Codeurs vs codeuses : des styles de programmation spécifiques ?
Dans quelle mesure le style trahit-il le genre d'un codeur ? Une chercheuse a étudié la question sur des projets Python.
Dis-moi comment tu codes, je te dirai qui tu es ?
Une chercheuse universitaire a abordé cet aspect dans le cadre d'un projet mené à la London School of Economics. Thème : la discrimination de genre dans les projets open source.
Ce projet comprend deux volets. L'un vise à caractériser les réponses au sexisme et leur efficacité. L'autre, à déterminer dans quelle mesure le genre est corrélé à un style d'écriture de code.
L'intéressée n'en est pas à ses premiers travaux dans ce domaine. Elle a déjà, entre autres, analysé les biais de genre associés à l'évaluation des connaissances techniques sur Stack Overflow. Ainsi que ceux qui se manifestent à travers les mèmes publiés sous pseudonyme.

**CONSIGNE A:**
Recopiez intégralement l'article sur les styles de programmation selon le genre, sans y changer un seul mot.

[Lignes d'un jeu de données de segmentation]
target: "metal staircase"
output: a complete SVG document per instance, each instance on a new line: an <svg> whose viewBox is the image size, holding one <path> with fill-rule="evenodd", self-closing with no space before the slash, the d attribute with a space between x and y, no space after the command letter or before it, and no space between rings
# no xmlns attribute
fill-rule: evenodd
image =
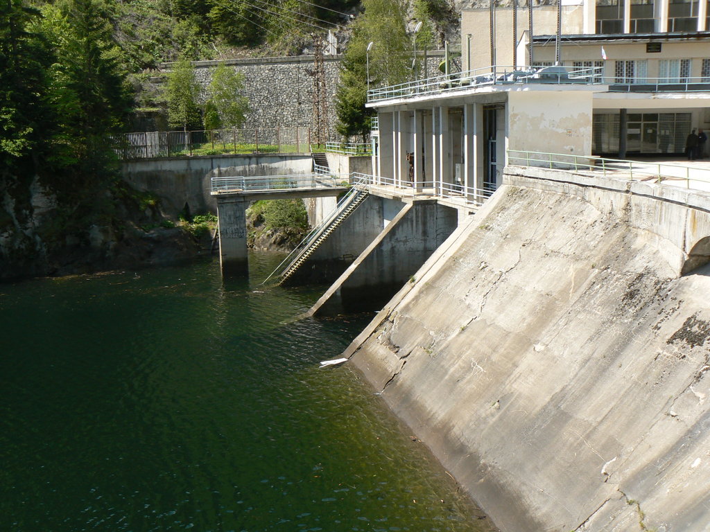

**CONSIGNE B:**
Dans le listing ci-dessus, réécrivez les lignes depuis la toute première jusqu'à celle contenant « output: a complete », incluse. Remplacez-y « metal » par « wooden » et laissez tout le reste intact.

**CORRIGÉ A:**
Codeurs vs codeuses : des styles de programmation spécifiques ?
Dans quelle mesure le style trahit-il le genre d'un codeur ? Une chercheuse a étudié la question sur des projets Python.
Dis-moi comment tu codes, je te dirai qui tu es ?
Une chercheuse universitaire a abordé cet aspect dans le cadre d'un projet mené à la London School of Economics. Thème : la discrimination de genre dans les projets open source.
Ce projet comprend deux volets. L'un vise à caractériser les réponses au sexisme et leur efficacité. L'autre, à déterminer dans quelle mesure le genre est corrélé à un style d'écriture de code.
L'intéressée n'en est pas à ses premiers travaux dans ce domaine. Elle a déjà, entre autres, analysé les biais de genre associés à l'évaluation des connaissances techniques sur Stack Overflow. Ainsi que ceux qui se manifestent à travers les mèmes publiés sous pseudonyme.

**CORRIGÉ B:**
target: "wooden staircase"
output: a complete SVG document per instance, each instance on a new line: an <svg> whose viewBox is the image size, holding one <path> with fill-rule="evenodd", self-closing with no space before the slash, the d attribute with a space between x and y, no space after the command letter or before it, and no space between rings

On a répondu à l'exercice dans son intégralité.